- _Given request_: Count the lines in the data below that contain the string "tomato", treating uppercase and lowercase as different. Reply with the number alone.

(Extracted data entries)
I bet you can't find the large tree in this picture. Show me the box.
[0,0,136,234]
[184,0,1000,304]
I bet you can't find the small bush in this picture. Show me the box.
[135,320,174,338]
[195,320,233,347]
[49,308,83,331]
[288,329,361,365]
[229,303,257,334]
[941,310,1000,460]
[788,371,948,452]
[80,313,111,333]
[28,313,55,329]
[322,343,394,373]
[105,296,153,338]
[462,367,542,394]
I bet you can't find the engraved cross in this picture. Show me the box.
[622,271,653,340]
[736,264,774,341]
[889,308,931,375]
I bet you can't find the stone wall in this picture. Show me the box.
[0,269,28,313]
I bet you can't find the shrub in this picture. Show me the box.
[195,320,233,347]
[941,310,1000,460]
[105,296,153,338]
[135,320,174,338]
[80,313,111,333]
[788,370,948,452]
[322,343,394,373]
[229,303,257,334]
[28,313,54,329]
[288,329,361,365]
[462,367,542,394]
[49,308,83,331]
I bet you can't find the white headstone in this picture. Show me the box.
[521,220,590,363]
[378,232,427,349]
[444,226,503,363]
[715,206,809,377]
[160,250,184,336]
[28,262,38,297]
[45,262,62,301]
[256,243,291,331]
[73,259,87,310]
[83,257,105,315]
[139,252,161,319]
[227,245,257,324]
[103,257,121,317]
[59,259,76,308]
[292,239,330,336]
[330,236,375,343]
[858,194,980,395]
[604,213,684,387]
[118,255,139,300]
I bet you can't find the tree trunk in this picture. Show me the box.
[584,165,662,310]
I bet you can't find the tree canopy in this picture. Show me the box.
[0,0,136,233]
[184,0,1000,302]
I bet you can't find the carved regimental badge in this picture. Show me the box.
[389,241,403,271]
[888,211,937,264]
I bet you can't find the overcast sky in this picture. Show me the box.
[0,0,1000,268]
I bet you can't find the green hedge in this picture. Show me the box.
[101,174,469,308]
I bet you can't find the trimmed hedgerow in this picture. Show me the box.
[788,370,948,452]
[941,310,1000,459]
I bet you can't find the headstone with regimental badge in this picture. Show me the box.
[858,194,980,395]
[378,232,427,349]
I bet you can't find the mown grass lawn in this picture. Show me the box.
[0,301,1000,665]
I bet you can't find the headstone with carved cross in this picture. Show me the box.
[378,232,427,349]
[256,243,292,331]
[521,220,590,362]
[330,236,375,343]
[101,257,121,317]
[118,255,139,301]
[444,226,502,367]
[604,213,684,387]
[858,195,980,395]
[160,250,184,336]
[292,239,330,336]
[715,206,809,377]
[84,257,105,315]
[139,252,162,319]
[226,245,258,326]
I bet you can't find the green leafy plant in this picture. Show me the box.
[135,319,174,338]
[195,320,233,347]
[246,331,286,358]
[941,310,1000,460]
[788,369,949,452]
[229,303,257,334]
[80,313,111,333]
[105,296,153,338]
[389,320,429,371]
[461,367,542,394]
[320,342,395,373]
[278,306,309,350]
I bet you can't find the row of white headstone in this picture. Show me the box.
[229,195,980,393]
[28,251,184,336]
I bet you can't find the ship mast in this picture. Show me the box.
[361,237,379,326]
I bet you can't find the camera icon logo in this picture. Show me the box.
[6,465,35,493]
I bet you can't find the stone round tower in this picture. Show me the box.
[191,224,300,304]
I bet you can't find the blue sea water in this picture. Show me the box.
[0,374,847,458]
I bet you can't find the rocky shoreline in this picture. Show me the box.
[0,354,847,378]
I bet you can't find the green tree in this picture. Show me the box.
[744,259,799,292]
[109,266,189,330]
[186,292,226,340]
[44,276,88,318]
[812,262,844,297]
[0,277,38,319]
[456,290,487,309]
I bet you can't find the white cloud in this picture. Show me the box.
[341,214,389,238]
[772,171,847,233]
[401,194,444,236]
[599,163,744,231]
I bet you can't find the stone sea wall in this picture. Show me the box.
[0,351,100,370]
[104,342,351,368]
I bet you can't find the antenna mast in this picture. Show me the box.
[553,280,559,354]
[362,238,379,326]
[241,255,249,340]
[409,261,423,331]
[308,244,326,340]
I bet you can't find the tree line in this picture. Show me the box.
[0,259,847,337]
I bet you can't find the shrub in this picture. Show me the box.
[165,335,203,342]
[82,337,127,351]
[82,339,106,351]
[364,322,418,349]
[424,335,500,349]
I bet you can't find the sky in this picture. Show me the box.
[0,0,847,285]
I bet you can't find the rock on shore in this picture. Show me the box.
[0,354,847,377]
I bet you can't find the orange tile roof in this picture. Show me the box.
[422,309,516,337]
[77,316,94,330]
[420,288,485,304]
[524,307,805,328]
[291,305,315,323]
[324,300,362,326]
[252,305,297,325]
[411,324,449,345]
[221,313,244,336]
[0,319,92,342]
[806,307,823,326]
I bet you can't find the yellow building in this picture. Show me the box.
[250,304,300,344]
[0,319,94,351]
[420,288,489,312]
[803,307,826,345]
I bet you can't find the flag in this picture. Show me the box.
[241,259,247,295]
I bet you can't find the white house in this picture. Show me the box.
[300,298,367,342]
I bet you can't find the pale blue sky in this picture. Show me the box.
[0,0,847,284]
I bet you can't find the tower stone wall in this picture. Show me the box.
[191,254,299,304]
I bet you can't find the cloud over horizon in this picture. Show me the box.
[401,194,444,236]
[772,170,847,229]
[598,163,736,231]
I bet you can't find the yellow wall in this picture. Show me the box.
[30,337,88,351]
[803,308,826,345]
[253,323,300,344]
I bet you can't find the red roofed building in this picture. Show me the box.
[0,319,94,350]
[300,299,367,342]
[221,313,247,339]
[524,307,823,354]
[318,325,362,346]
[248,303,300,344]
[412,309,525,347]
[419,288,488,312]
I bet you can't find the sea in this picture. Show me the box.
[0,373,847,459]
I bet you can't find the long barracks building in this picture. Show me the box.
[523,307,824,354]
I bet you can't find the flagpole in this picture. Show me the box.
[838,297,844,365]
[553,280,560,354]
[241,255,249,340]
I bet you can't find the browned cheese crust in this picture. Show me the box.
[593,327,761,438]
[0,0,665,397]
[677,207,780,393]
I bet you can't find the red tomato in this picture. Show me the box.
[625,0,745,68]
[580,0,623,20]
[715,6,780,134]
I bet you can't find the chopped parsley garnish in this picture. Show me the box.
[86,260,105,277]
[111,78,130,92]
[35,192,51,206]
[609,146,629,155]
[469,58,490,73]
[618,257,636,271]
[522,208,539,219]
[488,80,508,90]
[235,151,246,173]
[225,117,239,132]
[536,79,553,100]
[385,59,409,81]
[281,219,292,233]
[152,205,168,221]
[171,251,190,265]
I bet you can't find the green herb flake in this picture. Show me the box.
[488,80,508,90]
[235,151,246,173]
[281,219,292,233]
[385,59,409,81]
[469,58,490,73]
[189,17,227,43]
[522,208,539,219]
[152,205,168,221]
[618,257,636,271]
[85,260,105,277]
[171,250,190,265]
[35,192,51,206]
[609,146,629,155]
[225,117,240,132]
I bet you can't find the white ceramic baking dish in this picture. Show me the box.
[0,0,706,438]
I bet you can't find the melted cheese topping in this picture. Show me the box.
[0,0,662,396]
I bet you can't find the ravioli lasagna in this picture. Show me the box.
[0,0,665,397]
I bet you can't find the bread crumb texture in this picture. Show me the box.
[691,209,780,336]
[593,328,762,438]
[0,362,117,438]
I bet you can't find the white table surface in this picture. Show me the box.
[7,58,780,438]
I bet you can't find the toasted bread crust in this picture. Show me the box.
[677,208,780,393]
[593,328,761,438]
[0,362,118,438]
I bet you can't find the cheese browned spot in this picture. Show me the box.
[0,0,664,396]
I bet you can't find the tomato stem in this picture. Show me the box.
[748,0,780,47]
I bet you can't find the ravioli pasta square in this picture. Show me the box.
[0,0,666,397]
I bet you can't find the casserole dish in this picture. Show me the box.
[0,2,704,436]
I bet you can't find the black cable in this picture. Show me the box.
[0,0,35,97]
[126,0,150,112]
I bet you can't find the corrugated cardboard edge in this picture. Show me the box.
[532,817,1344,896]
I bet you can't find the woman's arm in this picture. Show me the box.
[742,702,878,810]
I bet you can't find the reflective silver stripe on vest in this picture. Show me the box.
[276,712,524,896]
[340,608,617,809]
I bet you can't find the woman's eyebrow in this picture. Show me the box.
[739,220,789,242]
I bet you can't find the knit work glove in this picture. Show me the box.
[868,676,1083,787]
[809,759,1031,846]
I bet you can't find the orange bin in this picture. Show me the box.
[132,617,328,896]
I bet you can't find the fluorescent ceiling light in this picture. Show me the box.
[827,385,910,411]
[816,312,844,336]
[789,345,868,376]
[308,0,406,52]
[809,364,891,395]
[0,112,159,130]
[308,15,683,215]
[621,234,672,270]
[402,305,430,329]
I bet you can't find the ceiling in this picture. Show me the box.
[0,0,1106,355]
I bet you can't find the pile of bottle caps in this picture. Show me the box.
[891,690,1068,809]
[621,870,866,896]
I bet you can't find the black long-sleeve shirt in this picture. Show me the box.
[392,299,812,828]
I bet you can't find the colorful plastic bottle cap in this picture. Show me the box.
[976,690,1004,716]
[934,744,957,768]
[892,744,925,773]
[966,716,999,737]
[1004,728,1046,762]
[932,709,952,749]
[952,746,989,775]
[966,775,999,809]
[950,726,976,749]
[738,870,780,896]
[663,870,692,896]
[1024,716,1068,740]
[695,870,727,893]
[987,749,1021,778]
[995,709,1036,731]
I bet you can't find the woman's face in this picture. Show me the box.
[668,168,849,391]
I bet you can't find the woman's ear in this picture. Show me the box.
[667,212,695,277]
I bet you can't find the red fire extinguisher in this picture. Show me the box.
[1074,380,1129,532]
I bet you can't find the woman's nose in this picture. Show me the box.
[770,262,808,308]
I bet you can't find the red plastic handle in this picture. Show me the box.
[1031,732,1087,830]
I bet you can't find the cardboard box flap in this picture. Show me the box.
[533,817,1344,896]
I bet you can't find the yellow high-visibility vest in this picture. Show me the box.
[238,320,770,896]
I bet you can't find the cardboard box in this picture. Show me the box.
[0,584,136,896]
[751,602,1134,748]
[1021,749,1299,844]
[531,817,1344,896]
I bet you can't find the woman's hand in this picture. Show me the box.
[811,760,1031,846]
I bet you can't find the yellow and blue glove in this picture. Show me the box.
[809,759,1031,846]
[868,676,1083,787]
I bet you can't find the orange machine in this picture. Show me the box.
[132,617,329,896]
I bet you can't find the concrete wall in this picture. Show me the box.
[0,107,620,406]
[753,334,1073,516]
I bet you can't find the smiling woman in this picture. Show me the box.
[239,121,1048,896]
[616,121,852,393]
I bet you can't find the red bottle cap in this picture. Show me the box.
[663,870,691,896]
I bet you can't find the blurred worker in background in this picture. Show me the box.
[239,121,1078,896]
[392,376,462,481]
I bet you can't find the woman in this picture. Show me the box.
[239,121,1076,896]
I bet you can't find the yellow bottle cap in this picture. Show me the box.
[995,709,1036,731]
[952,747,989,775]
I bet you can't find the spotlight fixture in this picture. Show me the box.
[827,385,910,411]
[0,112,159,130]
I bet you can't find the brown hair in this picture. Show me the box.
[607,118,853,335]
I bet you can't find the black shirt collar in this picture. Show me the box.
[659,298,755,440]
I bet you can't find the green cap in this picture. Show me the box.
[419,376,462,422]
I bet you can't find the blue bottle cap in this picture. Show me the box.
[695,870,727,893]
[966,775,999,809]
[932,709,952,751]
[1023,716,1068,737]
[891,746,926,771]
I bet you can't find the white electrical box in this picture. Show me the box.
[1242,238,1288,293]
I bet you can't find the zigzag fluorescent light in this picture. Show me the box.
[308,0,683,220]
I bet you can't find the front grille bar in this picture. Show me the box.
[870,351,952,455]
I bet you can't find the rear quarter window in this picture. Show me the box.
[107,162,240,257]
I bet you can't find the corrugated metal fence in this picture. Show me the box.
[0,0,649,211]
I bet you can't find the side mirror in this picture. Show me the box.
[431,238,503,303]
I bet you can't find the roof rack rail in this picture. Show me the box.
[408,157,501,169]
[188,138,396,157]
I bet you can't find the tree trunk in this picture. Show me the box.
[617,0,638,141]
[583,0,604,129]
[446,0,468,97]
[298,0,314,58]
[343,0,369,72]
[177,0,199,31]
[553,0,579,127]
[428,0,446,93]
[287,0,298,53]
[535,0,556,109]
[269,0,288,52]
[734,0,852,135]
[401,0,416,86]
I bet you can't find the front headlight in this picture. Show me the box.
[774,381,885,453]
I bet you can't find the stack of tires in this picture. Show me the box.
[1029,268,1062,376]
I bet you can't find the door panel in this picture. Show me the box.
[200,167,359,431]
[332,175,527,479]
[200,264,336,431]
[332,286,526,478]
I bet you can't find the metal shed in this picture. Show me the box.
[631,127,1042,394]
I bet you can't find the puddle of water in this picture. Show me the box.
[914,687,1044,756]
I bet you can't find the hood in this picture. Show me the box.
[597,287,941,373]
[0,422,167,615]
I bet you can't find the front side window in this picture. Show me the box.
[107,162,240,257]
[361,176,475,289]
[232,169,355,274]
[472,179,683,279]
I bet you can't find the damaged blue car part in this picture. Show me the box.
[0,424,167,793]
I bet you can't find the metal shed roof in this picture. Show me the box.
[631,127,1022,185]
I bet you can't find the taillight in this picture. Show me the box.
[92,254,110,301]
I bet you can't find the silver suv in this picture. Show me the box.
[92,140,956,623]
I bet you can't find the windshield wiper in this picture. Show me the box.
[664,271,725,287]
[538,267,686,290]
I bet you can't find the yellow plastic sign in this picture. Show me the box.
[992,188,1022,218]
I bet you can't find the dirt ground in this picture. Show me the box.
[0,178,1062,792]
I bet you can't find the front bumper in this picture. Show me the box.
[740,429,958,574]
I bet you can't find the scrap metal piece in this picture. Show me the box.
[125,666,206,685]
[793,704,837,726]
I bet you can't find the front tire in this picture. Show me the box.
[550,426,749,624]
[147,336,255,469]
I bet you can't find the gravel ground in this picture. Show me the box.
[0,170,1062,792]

- _Reply_: 2